→ **Extract to read**:
++++++

Orgasms Belong in the Bedroom...

...Not the Science Lab

By Hope Morley

I’m about to embarrass myself and my family (sorry guys). Recently, I ate dinner with my parents and my 18-year-old brother. With the help of some chardonnay, I brought up the new scientific research about the female G-spot. I wondered aloud to my mom why it seems men are always the ones to study female sexuality.

“Because we’re the ones who need to know about it!” my father interjected.

This disturbing comment brought me to my senses, so I dropped the topic. But my father’s inappropriate outburst made me think about why the G-spot warranted a scientific study at all.

My family doesn’t normally discuss the G-spot at the dinner table, but a study published last month in the Journal of Sexual Medicine really set me off. Researchers at King’s College in London asked sets of female twins ages 23 to 83 to fill out questionnaires about everything from arthritis to sexual practices.

The study functioned on the assumption that twins are genetically identical, so if there is a genetic correlation, all sets of twins should report the same physical characteristics. In the study, 56 percent of women reported having a “so-called G-spot, a small area the size of a 20p coin on the front wall of your vagina that is sensitive to deep pressure.”

Cheers, the G-spot exists. Wrong, say researchers, because both twins did not always report having one. I don’t have a mind for science, but it seems to me that if 1,010 women think they have a G-spot, it’s probably true.

More importantly, there is no need to study the G-spot when anyone who has taken Human Sexuality knows that the clitoris — that pleasure-pack just above the opening of the vagina — is the only organ on the human body with the sole purpose of sexual enjoyment.

++++++

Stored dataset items
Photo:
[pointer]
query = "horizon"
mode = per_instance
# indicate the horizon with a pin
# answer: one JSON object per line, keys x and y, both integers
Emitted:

++++++

→ **Your tasks**:
1 - In the G-spot column, what percentage of women in the King's College study reported having a G-spot?
2 - Write the next part of the G-spot column, starting after its last sentence.
The material has no role in any of this.

→ **Responses per task**:
1 - 56 percent

2 -
“But if we can find the G-spot,” male scientists figured, “then we can prove that women orgasm from intercourse and I never have to bother with foreplay again!” And yet, their failure to find Venus’ Holy Grail using a survey creates just one more justification for lazy men to hit it and run, because she ain’t feeling it anyway. Movies and pornography perpetuate the myth that women can achieve orgasm in less than two minutes with no foreplay. While some women orgasm from sexual intercourse alone, most require clitoral stimulation as well. Indeed, this was a no-win study for over half the humans on the planet.

I’m not shocked by the implications of this “research.” It is hardly newsworthy that when it comes to sex, different people like different things. Some women like having a spot on the front wall of their vagina stimulated, others do not. No million dollar scientific grant needed for that discovery.

Science is wonderful when it comes to cures for diseases or wrinkles, but when it comes to my sexuality, hold off. Learn by experience, boys—not manuals. All vaginas are not the same. In the meantime, use twin vaginas to study something worthwhile (like the genetics of cervical cancer) and keep playing with the clit. She probably likes it.